Task description » What is needed is an exact repeat of the lines from the line containing "the front tire" through the final line of the entries below, and nothing else.

Records to process »
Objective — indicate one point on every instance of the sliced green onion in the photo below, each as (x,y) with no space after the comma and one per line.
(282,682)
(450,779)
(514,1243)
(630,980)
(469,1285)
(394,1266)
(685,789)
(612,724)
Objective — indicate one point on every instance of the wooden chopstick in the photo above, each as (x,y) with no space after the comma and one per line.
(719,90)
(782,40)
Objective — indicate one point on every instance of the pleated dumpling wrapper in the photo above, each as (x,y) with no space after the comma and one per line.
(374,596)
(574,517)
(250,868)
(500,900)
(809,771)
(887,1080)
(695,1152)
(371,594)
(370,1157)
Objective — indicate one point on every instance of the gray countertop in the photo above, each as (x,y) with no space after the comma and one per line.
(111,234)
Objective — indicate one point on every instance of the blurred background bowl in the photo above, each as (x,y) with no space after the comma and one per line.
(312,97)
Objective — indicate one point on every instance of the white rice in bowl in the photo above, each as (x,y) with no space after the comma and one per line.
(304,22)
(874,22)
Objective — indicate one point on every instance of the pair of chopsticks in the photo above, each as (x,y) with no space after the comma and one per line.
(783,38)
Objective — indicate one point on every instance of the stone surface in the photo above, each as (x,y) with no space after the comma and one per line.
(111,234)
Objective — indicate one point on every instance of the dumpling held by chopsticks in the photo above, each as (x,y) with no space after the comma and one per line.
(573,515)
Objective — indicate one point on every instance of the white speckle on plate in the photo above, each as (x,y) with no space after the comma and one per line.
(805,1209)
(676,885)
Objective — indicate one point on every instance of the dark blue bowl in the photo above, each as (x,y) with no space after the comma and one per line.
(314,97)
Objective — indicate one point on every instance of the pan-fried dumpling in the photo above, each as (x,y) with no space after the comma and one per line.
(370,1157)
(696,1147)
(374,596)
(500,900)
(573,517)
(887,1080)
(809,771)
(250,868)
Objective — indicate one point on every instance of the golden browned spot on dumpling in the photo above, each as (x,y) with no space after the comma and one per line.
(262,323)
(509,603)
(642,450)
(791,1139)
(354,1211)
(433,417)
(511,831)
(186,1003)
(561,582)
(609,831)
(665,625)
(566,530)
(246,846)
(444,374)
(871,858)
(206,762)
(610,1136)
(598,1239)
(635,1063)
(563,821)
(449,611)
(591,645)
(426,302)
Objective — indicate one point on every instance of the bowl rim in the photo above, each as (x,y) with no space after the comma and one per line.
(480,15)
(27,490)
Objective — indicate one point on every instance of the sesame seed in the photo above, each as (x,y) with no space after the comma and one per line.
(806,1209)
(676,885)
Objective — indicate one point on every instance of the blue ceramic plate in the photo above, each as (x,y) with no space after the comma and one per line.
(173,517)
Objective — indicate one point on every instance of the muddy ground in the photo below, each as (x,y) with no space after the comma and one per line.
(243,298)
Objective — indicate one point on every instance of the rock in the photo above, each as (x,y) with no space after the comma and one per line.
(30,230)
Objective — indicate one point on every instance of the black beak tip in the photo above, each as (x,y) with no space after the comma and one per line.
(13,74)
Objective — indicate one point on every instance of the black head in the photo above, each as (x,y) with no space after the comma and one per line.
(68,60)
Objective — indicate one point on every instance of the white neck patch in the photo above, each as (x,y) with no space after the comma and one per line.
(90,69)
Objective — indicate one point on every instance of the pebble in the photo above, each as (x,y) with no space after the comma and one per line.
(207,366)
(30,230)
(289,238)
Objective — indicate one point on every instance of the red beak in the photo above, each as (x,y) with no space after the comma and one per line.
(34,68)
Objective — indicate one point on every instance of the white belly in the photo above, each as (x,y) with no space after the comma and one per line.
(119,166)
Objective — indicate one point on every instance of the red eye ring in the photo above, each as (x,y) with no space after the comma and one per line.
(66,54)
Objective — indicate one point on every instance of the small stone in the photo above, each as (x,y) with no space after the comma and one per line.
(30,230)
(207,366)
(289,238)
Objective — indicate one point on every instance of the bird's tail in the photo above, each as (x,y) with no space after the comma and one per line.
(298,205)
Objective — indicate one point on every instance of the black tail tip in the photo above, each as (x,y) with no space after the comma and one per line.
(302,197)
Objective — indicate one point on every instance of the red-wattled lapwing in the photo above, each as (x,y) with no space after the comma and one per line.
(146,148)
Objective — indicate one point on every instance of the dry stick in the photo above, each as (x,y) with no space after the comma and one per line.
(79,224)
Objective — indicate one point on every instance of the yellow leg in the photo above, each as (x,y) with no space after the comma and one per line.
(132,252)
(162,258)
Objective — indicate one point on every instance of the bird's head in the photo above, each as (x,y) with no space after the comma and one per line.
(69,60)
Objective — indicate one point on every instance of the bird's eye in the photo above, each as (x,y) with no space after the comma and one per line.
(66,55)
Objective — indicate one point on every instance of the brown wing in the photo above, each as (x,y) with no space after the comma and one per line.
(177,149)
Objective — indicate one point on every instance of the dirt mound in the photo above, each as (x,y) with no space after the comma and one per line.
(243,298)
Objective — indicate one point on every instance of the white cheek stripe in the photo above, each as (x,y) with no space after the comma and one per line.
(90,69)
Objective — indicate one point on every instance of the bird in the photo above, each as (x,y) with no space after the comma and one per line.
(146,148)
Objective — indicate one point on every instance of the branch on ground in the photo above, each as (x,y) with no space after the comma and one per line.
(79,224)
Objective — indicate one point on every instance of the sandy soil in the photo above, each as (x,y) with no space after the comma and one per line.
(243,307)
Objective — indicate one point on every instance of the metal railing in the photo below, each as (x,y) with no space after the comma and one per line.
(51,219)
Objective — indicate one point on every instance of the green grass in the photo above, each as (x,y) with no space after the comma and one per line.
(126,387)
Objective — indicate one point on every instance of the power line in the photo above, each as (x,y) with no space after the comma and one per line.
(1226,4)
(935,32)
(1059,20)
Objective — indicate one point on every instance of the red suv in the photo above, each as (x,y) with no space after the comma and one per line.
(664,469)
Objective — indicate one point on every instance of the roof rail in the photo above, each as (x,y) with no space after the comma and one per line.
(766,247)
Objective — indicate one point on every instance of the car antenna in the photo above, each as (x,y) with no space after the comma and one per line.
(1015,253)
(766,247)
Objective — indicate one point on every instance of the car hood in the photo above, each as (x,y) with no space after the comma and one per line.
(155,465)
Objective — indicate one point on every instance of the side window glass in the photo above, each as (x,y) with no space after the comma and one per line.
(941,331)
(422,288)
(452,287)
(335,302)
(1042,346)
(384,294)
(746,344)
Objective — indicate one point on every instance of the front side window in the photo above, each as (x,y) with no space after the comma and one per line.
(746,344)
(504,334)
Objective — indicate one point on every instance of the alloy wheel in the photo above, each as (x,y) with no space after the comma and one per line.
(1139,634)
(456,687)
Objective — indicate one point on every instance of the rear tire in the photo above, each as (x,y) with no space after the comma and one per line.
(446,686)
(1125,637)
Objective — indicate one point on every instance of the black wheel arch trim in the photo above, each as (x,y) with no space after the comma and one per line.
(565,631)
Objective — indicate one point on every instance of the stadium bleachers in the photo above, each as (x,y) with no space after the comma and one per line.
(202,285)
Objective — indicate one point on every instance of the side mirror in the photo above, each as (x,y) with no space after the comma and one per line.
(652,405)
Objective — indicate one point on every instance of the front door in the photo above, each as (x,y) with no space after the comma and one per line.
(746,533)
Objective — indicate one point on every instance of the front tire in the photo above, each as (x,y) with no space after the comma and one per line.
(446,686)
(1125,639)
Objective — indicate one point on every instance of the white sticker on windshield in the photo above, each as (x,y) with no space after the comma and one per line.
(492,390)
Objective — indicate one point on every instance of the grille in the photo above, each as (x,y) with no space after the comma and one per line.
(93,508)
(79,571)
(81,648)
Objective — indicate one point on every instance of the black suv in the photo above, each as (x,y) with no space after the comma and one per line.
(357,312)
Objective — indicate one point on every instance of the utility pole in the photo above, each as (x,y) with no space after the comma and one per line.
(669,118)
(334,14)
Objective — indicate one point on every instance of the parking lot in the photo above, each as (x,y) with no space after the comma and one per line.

Solution to this exercise »
Objective — indicate one point on every instance of the front tire in the photo above, each as (x,y) with no space after the comma and one per line.
(446,686)
(1125,639)
Objective — indicate one point on every instance of the white sticker on windshield in the photo above, each as (x,y) with no space after the comma and one per line.
(492,390)
Objective — indicate one point on every instance of the grille in the photo above, each as (x,y) with no space after the comma and one per line.
(93,508)
(79,571)
(81,648)
Objective — indicate one point on every instance of the black suv in the photo above, each as (x,y) with no space after the comma and one per line.
(357,312)
Objective — indicate one point on every instance of the utility pole in the photo above, each as (x,y) with no space after the comma and one per line.
(669,118)
(334,14)
Objective — indicate one point on every instance of the parking lot in the photo above, each as (x,y) with no space after the comma and one per line.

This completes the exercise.